TAREA ASIGNADA 1: Reescribe el fragmento del texto sobre la respuesta sanitaria a la pandemia comprendido entre "Aunque pueda sorprender" y "resultaba ya contundente.", ambos incluidos, cambiando "mascarillas" por "guantes".
TAREA ASIGNADA 2: Según el texto sobre la respuesta sanitaria a la pandemia, ¿qué países del entorno de España muestran un grado de confusión y descontrol similar?

Aunque pueda sorprender a muchos, España no es tan diferente a otros países avanzados en su respuesta sanitaria a la pandemia. Basta con interesarse por lo que sucede en países de nuestro entorno, como Francia, Gran Bretaña o Estados Unidos, y vemos que el grado de confusión y descontrol es similar al nuestro. Así, a las recomendaciones de un alto cargo, se suceden las de otro que, al cabo de unas horas, recomienda lo contrario; todos buscan como sea fabricar mascarillas o respiradores, y nadie sabe cómo y cuándo va a estabilizarse el virus Y, para alguno de ellos, lo peor está por llegar, pese a que la advertencia española, tras la italiana, resultaba ya contundente.

DATOS PROPORCIONADOS:
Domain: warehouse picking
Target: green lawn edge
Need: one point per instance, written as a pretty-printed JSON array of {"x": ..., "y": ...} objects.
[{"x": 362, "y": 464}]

TU SOLUCIÓN 1:
Aunque pueda sorprender a muchos, España no es tan diferente a otros países avanzados en su respuesta sanitaria a la pandemia. Basta con interesarse por lo que sucede en países de nuestro entorno, como Francia, Gran Bretaña o Estados Unidos, y vemos que el grado de confusión y descontrol es similar al nuestro. Así, a las recomendaciones de un alto cargo, se suceden las de otro que, al cabo de unas horas, recomienda lo contrario; todos buscan como sea fabricar guantes o respiradores, y nadie sabe cómo y cuándo va a estabilizarse el virus Y, para alguno de ellos, lo peor está por llegar, pese a que la advertencia española, tras la italiana, resultaba ya contundente.

TU SOLUCIÓN 2: Francia, Gran Bretaña y Estados Unidos.